*Page text*
#####
Wheat seeds that tested positive for insecticides are being blamed for the mysterious deaths of 15 wild turkey hens found in Tallahatchie County, state wildlife officials said Monday.
The Mississippi Department of Wildlife, Fisheries and Parks (MDWFP), the Mississippi State University College of Veterinary Medicine, and the Southeast Cooperative Wildlife, Disease Study (SCWDS) worked together to find the cause of death for the birds found by a landowner.
Conservation officer Dale Adams collected the specimens for testing.
“We receive diseased turkey reports occasionally, but this case was unusual in that this entire flock had appeared to die together,” said Adam Butler, the MDWFP wild turkey program coordinator.
Butler immediately conferred with the Mississippi State University’s Veterinary Research and Diagnostic Laboratory, where necropsies were performed on the specimens. Each turkey had crops filled with wheat seed, along with vascular and pulmonary congestion.
“These birds showed no sign of any external abnormalities, and appeared to be in good physical condition before they died,” Butler said. “That, in conjunction with the wheat in their crops and findings of internal hemorrhaging, made us immediately suspect poisoning.”
#####
*Data extract*
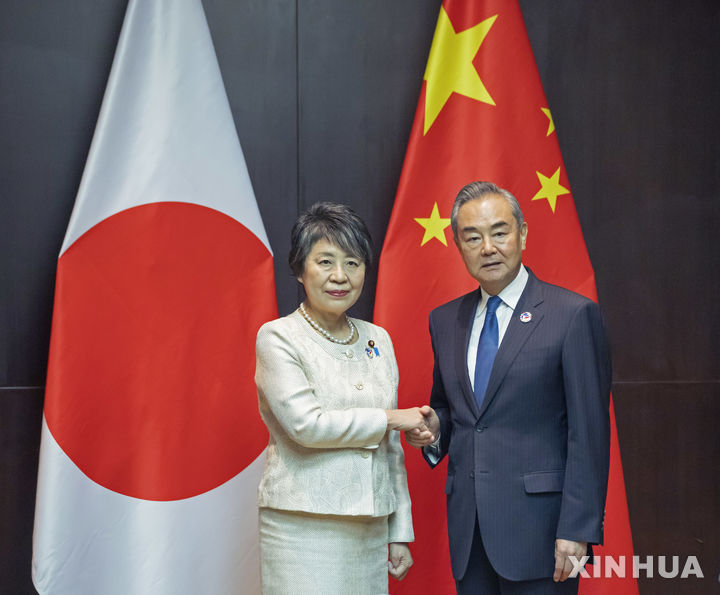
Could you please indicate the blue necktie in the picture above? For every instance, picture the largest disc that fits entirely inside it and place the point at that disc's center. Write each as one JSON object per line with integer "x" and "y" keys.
{"x": 487, "y": 349}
#####
*Exercise instructions*
**1.** Give the stretch of the turkey deaths article from "Conservation officer Dale" through "and pulmonary congestion." again, replacing "specimens" with "carcasses".
**2.** Write the next part of the turkey deaths article, starting after its last sentence.
The material comes from a separate source, unrelated to the turkey deaths article.

*Per-task answers*
**1.**
Conservation officer Dale Adams collected the carcasses for testing.
“We receive diseased turkey reports occasionally, but this case was unusual in that this entire flock had appeared to die together,” said Adam Butler, the MDWFP wild turkey program coordinator.
Butler immediately conferred with the Mississippi State University’s Veterinary Research and Diagnostic Laboratory, where necropsies were performed on the carcasses. Each turkey had crops filled with wheat seed, along with vascular and pulmonary congestion.

**2.**
Wheat seeds from the crops of the turkeys were sent for testing by SCWDS, which subsequently confirmed that the wheat seed had been treated with insecticides.
Seeds treated with organophosphates for pest control purposes can be harmful to a host of animals, including wild turkey.
According to the MDWFP, treated seeds are usually labeled “to be covered” by a layer of soil when planted and should not be used as wildlife feed. The MDWFP rarely recommends direct feeding of wildlife as a management practice.
“There’s no legitimate reason to directly feed anything to wild turkeys,” Butler said. “Follow the supplemental feeding law and use common sense. Definitely, always avoid placing a potentially harmful food source like treated seed on top of the ground where turkeys or other birds can find it.”